# WHAT IS REQUIRED
Copy out each of the rows below word for word.

## Begin TASK DATA

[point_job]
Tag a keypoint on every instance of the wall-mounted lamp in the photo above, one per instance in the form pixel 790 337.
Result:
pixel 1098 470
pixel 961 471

## End TASK DATA

# ANSWER
[point_job]
Tag a keypoint on every instance of the wall-mounted lamp in the photo above, one per instance in the form pixel 790 337.
Result:
pixel 1098 470
pixel 961 471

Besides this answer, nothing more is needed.